Stored entries:
╔══
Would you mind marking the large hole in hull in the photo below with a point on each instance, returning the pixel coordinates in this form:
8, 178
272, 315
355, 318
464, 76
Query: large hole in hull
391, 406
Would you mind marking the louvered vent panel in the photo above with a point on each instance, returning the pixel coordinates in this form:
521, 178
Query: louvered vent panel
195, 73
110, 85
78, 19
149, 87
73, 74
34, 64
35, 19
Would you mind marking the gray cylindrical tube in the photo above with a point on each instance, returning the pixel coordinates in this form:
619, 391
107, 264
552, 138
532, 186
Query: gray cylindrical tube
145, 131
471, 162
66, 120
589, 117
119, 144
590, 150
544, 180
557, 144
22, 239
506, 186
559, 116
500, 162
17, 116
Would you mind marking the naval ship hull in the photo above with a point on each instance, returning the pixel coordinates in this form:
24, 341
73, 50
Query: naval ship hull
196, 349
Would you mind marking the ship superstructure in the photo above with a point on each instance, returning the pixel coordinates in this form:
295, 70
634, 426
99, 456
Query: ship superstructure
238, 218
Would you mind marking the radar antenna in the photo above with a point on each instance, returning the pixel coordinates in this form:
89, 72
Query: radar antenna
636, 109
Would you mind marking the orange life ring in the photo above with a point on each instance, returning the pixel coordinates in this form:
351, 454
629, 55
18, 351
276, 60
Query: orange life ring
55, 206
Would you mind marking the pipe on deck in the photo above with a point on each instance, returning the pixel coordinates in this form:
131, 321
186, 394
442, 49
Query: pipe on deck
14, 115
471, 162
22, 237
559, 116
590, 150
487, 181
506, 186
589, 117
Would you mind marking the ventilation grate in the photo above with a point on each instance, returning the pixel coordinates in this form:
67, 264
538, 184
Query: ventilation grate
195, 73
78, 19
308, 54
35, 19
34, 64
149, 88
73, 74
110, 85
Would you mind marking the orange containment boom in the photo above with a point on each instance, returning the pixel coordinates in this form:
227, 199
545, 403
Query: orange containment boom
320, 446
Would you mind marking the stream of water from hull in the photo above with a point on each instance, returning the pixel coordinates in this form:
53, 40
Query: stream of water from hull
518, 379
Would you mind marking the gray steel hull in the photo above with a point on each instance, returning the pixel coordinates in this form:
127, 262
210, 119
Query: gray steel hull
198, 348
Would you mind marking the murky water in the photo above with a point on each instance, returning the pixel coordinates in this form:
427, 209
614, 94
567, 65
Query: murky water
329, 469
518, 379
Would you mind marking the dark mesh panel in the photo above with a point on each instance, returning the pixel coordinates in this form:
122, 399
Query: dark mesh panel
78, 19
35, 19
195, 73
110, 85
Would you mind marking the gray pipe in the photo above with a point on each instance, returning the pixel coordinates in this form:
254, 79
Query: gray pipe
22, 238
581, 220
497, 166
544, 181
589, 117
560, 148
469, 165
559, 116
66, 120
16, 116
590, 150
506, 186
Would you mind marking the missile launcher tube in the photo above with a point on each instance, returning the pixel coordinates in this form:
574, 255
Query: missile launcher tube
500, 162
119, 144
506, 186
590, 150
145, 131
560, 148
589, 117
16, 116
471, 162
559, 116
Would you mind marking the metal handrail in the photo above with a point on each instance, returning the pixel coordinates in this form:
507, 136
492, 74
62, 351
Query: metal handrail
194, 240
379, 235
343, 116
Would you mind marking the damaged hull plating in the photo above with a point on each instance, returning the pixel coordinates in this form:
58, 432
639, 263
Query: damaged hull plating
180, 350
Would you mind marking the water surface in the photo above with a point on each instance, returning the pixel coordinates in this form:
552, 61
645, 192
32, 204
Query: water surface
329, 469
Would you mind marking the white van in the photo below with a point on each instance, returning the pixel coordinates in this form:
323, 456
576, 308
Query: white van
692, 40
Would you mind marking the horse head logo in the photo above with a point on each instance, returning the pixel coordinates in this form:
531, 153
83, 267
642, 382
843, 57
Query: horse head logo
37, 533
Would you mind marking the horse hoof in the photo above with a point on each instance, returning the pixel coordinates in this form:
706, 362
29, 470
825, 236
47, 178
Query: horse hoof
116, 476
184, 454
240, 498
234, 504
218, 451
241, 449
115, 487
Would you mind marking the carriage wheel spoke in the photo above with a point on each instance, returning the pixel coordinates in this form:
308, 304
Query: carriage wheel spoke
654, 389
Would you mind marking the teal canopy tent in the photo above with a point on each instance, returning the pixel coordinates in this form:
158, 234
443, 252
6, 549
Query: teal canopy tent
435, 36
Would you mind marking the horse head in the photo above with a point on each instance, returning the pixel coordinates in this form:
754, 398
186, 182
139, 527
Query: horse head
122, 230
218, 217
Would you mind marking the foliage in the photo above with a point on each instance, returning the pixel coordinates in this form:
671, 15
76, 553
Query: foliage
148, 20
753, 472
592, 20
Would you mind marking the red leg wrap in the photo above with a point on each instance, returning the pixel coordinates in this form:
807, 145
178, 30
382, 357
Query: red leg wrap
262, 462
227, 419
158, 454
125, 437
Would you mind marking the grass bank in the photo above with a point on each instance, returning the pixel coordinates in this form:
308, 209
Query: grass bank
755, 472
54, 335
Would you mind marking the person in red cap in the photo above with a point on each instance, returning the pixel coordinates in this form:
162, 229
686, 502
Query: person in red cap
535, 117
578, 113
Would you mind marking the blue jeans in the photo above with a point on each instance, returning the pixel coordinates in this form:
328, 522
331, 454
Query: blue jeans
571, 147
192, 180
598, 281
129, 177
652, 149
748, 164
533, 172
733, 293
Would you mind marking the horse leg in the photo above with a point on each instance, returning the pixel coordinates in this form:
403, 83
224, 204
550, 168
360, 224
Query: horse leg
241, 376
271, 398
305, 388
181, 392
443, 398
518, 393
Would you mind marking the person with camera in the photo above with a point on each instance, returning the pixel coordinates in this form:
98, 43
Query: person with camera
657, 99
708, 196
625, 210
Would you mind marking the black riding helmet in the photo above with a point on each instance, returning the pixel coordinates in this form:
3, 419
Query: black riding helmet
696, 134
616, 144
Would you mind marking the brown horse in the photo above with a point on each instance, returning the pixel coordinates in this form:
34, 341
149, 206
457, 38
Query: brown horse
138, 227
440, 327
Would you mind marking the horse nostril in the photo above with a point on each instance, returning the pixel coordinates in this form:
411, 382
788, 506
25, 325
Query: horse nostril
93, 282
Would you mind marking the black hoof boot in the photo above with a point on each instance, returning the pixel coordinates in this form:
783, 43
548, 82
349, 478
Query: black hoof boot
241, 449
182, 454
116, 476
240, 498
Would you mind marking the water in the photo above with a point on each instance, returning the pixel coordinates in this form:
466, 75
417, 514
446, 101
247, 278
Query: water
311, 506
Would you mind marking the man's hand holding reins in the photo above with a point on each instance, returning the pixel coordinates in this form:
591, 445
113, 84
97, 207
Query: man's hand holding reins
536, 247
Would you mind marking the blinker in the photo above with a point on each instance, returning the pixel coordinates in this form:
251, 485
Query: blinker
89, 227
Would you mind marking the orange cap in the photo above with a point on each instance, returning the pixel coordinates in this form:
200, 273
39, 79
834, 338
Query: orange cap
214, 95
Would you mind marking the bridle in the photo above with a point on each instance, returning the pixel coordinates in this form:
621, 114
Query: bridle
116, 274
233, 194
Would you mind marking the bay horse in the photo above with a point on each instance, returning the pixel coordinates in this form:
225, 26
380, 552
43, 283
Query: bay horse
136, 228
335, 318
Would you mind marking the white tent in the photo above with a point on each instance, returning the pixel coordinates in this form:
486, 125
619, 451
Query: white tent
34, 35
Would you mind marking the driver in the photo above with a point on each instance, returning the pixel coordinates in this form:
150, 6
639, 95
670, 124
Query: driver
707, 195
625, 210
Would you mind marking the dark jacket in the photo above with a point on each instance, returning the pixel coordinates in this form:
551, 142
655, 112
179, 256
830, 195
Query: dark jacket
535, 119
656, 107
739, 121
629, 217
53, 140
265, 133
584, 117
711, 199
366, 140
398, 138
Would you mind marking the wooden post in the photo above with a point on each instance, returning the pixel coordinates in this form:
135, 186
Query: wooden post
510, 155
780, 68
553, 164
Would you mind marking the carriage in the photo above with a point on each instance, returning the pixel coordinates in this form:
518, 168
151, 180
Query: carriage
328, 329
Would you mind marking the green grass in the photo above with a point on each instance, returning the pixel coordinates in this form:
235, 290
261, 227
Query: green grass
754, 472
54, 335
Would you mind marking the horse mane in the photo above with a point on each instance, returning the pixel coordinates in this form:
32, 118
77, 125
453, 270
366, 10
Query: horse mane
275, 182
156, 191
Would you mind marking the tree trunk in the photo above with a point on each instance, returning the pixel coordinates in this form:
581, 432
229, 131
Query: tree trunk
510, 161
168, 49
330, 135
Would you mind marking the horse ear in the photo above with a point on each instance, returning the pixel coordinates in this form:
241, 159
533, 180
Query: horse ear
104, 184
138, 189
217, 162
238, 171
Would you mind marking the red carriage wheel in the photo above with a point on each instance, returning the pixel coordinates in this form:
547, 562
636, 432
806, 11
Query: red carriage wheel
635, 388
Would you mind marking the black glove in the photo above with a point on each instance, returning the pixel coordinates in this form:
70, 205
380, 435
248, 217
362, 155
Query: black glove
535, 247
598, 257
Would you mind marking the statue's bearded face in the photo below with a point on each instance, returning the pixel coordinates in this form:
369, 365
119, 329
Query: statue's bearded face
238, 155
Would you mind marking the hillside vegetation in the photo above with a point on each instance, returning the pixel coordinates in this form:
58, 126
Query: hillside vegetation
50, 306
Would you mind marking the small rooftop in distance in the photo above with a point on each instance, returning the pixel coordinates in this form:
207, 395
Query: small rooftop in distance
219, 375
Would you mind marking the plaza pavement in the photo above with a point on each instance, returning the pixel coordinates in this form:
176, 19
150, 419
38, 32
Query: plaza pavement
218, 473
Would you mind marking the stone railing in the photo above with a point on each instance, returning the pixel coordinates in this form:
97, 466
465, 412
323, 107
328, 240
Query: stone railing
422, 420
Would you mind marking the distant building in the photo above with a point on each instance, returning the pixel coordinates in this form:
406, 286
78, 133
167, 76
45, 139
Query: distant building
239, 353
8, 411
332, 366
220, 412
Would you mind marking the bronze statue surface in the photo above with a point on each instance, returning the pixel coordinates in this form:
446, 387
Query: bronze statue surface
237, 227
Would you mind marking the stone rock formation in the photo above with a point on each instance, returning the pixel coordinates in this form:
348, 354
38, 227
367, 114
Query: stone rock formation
╚══
Try it :: Filter the preceding entries down to the lines with "formation".

Reply ::
Would you mind marking the stone rock formation in the photo above with a point on each instance, returning the pixel coordinates in this form:
Query: stone rock formation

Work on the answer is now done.